─── DATA

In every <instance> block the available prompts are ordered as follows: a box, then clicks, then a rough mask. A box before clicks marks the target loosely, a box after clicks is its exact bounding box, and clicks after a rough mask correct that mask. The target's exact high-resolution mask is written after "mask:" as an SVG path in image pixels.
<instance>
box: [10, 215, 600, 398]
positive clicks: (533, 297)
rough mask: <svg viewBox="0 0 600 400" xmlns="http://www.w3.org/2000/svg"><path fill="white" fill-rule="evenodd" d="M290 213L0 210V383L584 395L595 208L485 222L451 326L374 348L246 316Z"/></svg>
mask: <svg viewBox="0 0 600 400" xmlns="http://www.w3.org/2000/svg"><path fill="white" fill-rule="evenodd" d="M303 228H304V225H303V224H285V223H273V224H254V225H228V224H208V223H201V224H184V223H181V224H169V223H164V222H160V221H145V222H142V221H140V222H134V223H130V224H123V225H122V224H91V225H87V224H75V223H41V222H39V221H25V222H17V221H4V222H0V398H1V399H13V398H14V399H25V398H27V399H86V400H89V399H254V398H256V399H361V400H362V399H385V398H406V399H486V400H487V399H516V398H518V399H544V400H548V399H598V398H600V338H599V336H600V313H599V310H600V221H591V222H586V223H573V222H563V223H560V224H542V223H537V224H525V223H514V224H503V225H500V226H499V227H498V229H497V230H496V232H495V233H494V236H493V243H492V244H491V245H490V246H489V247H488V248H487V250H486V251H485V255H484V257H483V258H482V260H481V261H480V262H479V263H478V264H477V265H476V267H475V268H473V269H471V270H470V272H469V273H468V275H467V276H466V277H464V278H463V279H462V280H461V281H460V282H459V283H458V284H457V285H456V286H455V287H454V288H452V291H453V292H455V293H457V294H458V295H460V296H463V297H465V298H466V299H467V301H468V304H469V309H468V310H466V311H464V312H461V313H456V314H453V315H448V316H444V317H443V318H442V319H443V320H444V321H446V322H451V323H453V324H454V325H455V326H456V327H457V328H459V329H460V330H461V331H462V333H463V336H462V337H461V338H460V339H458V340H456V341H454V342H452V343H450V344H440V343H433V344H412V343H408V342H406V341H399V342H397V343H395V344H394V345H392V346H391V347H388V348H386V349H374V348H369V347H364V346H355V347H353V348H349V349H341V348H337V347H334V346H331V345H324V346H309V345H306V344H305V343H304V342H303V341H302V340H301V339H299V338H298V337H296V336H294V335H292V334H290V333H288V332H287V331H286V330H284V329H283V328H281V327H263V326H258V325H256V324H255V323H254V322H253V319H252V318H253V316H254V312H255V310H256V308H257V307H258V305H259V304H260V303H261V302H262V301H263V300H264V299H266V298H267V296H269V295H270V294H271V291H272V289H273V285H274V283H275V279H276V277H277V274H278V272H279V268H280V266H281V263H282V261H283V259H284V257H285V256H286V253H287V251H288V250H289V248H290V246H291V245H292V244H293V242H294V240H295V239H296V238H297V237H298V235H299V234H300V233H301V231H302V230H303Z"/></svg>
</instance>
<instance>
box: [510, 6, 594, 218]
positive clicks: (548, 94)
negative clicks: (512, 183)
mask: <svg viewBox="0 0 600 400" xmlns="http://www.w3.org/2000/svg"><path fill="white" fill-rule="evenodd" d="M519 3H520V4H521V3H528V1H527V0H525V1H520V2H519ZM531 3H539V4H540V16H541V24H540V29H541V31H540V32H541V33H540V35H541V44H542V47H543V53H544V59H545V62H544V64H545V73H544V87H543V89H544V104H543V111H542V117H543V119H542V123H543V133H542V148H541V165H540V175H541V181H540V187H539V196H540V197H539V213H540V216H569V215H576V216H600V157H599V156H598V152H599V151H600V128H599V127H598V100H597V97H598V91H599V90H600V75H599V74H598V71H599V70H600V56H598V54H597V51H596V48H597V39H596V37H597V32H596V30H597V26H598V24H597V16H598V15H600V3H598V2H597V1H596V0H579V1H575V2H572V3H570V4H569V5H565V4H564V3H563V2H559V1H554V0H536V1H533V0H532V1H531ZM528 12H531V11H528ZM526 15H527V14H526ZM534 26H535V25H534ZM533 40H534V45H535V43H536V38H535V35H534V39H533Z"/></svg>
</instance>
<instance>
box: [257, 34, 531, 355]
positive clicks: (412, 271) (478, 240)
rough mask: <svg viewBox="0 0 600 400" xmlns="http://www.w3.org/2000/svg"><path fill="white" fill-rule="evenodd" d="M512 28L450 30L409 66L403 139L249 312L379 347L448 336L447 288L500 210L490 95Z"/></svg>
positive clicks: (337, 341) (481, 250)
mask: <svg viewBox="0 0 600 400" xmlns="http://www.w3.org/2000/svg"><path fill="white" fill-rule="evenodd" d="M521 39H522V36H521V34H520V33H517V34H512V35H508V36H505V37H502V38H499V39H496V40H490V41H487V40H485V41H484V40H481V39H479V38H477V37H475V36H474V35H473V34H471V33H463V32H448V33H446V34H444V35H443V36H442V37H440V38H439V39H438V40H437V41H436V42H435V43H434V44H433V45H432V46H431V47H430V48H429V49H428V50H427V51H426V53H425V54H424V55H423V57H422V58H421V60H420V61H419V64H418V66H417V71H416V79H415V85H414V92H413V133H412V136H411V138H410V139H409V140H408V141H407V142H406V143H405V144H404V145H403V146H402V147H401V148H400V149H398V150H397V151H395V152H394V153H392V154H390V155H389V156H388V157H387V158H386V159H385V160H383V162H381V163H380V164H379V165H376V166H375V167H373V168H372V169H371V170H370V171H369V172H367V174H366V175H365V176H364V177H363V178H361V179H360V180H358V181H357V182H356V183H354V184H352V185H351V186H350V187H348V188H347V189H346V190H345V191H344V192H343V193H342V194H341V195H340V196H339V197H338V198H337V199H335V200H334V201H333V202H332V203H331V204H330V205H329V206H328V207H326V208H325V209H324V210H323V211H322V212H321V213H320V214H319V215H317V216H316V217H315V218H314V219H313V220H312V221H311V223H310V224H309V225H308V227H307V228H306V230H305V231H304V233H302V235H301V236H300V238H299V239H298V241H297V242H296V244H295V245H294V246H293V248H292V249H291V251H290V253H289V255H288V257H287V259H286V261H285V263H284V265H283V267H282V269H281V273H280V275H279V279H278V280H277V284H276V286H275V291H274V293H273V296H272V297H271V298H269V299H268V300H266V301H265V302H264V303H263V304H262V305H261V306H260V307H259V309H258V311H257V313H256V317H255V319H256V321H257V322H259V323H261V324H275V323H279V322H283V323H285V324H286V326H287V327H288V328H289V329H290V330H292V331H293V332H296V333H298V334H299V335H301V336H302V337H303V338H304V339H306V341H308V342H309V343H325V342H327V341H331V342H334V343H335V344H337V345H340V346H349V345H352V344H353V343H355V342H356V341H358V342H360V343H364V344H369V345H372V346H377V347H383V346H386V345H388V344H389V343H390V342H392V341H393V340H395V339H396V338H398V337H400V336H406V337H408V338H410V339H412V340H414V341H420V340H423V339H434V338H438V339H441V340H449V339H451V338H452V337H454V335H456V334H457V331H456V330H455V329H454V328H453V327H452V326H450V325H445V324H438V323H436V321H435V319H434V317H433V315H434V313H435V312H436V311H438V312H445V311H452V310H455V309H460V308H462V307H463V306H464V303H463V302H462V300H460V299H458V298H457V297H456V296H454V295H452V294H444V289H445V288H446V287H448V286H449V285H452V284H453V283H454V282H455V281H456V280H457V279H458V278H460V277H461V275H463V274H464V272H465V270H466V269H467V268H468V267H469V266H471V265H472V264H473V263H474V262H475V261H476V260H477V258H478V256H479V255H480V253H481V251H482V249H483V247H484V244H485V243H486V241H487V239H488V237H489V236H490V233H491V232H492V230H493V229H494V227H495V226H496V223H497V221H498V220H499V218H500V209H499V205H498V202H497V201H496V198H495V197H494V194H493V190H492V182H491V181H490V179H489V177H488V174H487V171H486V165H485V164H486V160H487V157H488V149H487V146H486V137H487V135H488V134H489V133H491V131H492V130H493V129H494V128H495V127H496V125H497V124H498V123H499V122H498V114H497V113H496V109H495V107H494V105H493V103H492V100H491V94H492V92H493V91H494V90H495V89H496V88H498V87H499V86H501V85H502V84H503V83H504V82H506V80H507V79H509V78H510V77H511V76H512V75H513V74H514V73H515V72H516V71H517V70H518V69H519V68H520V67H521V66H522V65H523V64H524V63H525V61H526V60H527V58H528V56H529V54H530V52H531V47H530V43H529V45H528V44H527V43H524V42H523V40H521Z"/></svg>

──────

TASK OBJECTIVE:
Please retype the listing word for word, from its first line through the line containing "positive clicks: (533, 297)", and add nothing else.

SOLUTION TO THIS TASK:
In every <instance> block the available prompts are ordered as follows: a box, then clicks, then a rough mask. A box before clicks marks the target loosely, a box after clicks is its exact bounding box, and clicks after a rough mask correct that mask. The target's exact high-resolution mask is written after "mask:" as an SVG path in image pixels.
<instance>
box: [10, 215, 600, 398]
positive clicks: (533, 297)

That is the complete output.